[Dataset items]
____

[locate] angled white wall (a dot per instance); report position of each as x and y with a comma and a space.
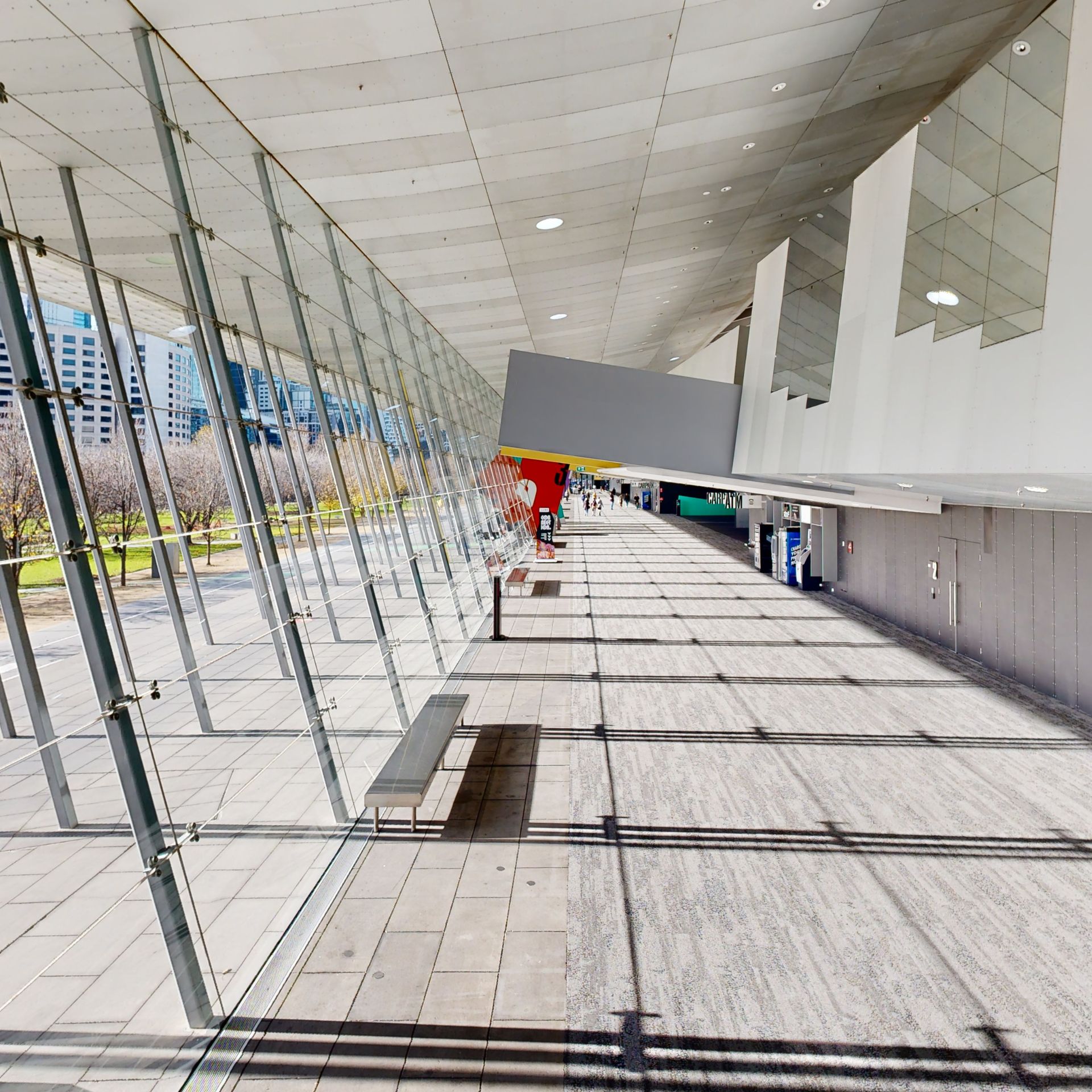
909, 404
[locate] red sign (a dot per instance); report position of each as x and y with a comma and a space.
541, 485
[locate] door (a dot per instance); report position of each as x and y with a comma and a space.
948, 592
959, 578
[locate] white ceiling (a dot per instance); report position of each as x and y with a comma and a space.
437, 133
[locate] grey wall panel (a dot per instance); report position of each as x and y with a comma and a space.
627, 415
928, 548
1006, 616
1042, 607
988, 594
970, 597
1023, 597
908, 573
1065, 607
1024, 607
1083, 521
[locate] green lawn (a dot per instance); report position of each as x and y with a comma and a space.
47, 573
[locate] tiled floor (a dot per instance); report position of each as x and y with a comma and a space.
100, 1003
701, 832
707, 832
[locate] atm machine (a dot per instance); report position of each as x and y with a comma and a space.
762, 545
788, 546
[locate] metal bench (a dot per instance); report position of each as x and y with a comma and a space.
406, 777
518, 578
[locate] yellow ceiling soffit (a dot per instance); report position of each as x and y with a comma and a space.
554, 457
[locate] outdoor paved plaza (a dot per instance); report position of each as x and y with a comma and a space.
700, 830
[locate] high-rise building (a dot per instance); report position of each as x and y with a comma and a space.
78, 355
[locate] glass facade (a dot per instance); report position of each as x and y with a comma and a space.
982, 205
812, 301
339, 566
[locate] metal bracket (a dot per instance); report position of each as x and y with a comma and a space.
30, 391
70, 551
206, 232
115, 706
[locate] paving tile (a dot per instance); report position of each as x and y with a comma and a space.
396, 982
425, 901
350, 938
531, 984
474, 935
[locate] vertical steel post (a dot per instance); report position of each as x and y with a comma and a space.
218, 427
384, 454
7, 721
268, 464
320, 408
113, 700
478, 516
206, 312
400, 425
365, 478
52, 764
161, 456
428, 498
291, 460
128, 428
307, 470
81, 487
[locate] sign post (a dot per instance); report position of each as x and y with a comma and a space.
544, 533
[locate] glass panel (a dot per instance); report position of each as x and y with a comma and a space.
813, 300
982, 204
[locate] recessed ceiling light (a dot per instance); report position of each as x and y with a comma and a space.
942, 296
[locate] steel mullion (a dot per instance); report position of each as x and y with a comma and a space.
377, 424
304, 337
153, 432
289, 457
206, 311
114, 702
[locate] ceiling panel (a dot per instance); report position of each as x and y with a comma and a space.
436, 135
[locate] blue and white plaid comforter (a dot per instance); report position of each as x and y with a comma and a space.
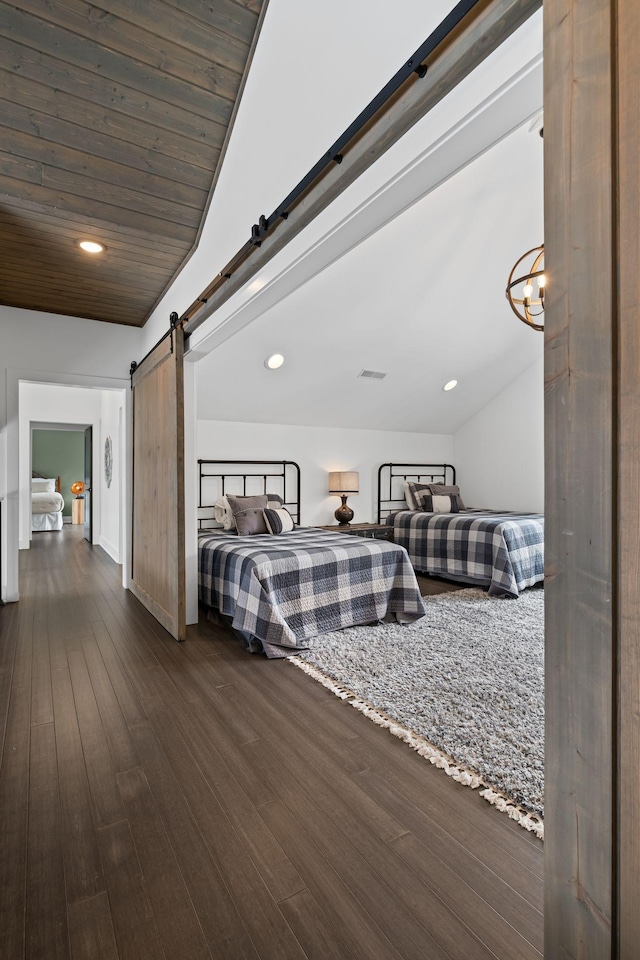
504, 551
281, 590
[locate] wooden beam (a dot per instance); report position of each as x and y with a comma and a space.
486, 26
627, 78
592, 197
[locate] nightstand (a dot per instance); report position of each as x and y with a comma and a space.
374, 531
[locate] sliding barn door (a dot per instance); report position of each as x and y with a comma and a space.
157, 561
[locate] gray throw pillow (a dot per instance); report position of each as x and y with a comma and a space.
448, 490
248, 513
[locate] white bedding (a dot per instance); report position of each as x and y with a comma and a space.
51, 502
46, 521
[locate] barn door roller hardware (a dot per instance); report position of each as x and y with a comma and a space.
470, 32
174, 321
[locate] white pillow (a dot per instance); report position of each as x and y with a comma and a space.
39, 485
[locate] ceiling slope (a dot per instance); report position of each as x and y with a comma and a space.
113, 120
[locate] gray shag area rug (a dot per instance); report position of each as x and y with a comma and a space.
464, 686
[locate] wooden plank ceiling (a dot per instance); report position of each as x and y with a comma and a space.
113, 118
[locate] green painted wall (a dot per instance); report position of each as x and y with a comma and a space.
59, 453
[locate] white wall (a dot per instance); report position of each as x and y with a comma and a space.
111, 498
499, 453
318, 450
42, 347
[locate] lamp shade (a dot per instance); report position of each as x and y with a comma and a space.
345, 481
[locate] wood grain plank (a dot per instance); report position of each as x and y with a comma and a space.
91, 933
359, 931
79, 53
444, 853
313, 928
83, 867
58, 118
406, 924
131, 913
177, 922
101, 774
46, 914
228, 17
85, 83
206, 58
37, 221
270, 933
220, 918
628, 440
14, 793
32, 147
97, 210
580, 583
213, 745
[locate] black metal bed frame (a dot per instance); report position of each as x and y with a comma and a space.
418, 472
246, 482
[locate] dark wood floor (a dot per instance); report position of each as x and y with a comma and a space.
164, 800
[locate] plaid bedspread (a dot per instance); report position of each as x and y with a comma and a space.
502, 550
280, 591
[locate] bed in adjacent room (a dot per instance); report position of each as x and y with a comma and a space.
279, 584
500, 550
47, 504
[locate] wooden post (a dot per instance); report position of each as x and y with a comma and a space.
592, 376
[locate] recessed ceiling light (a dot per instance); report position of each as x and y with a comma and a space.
274, 361
91, 246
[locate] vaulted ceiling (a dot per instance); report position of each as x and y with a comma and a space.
114, 117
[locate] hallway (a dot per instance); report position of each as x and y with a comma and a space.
178, 801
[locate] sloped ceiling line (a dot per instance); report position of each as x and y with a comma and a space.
509, 107
482, 31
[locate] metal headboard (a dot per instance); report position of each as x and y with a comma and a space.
391, 477
246, 478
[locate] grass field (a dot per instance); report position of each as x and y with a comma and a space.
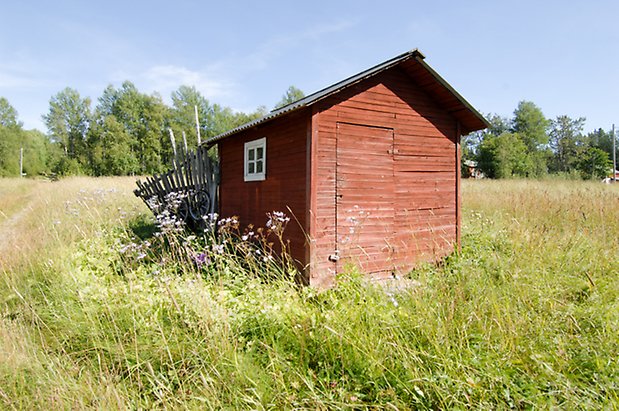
96, 312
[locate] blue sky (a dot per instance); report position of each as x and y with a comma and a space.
562, 55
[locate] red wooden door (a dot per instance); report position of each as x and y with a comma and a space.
365, 197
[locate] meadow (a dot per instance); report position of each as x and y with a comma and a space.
101, 309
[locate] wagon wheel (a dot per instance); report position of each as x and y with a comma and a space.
201, 205
183, 209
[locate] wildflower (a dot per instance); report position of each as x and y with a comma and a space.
200, 259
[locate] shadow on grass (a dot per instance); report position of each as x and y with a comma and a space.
143, 227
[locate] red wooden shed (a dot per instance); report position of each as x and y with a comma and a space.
369, 167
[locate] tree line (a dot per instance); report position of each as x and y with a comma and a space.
530, 145
127, 133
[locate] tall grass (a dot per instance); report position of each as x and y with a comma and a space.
99, 314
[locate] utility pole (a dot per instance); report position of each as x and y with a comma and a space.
197, 126
173, 141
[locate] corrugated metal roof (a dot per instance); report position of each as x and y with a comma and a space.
335, 88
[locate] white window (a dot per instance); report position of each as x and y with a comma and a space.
256, 160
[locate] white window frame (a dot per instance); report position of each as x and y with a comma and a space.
250, 146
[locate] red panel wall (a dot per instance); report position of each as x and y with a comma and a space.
285, 186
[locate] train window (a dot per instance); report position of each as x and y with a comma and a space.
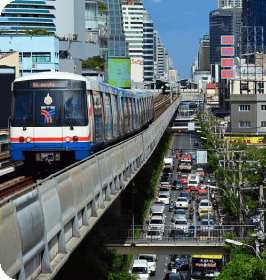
75, 108
22, 114
48, 108
98, 117
108, 117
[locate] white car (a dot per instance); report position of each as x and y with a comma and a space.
157, 224
204, 203
152, 262
181, 202
182, 224
163, 198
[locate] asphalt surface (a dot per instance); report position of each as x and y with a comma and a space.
184, 141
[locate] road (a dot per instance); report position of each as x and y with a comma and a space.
184, 141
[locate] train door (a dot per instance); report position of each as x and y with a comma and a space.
48, 124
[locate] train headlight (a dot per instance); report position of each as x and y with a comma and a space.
75, 138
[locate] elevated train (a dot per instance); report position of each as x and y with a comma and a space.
57, 116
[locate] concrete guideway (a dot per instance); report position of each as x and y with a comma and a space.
40, 229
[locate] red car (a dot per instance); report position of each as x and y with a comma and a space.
183, 178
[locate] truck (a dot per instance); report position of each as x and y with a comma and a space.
157, 207
186, 162
193, 182
168, 162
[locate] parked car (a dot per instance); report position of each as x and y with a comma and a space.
177, 234
152, 262
182, 224
177, 185
181, 202
187, 195
204, 203
153, 235
164, 198
179, 214
184, 259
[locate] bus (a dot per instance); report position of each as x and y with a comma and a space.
206, 266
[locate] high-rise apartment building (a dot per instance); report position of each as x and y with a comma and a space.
117, 40
133, 29
148, 47
223, 22
229, 3
32, 14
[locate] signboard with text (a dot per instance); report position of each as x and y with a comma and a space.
227, 74
227, 40
227, 51
227, 62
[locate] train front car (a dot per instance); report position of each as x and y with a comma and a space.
49, 118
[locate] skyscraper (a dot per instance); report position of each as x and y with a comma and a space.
32, 14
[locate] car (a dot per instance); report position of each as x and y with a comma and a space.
182, 224
183, 178
177, 234
164, 198
173, 276
177, 185
205, 212
205, 224
204, 203
141, 268
187, 195
153, 235
201, 171
179, 214
193, 154
181, 202
157, 223
152, 262
184, 259
164, 190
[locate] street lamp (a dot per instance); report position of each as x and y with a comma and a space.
240, 244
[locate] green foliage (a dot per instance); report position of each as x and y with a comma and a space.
101, 6
95, 62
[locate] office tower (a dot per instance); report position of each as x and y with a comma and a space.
148, 47
204, 53
223, 22
32, 14
117, 40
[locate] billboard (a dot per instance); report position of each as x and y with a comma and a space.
227, 40
119, 72
227, 62
227, 74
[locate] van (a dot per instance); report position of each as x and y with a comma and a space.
141, 268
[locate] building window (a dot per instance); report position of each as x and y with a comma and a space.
41, 57
244, 107
244, 124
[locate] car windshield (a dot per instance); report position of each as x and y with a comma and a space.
181, 222
140, 270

____

# What to work on
Repeat word for word each line from the one with "[locate] train front" to the end of the records above, inclusive.

# Solution below
[locate] train front car (a dot per instance); report position of each as x and y with a comma and a space.
49, 118
[locate] skyscraper (a dot per instance); report position of each as x and y with a comma and a space.
32, 14
[locate] car (a dot per instance); report position of each as x and y with a comma and a space.
182, 224
183, 178
177, 234
164, 198
173, 276
177, 185
205, 212
205, 224
204, 203
141, 268
187, 195
153, 235
201, 171
179, 214
193, 154
181, 202
157, 223
152, 262
184, 259
164, 190
[locate] street lamp (a dot per instance); report position of each as x and y with a comma and a space.
240, 244
[locate] green foliage (a dot per instance); report position of each as x and y with a comma and a space.
101, 6
95, 62
[locate] office tower (a dot per instance); report position of each as x and y with a comma and a space.
148, 47
204, 53
223, 22
32, 14
117, 40
[locate] billboard (a dot per instance); report position of each as x and y with a comma and a space.
227, 40
119, 72
227, 62
227, 74
[locate] van (a dot per instance); report position of each as x and y with a comma and a space.
141, 268
[locate] building window (a dot per instance); report position of each as x and y with a comma and a space.
41, 57
244, 107
244, 124
[locate] car windshield (a dot per instance); report position of each as x and y with a comma and a space.
181, 222
140, 270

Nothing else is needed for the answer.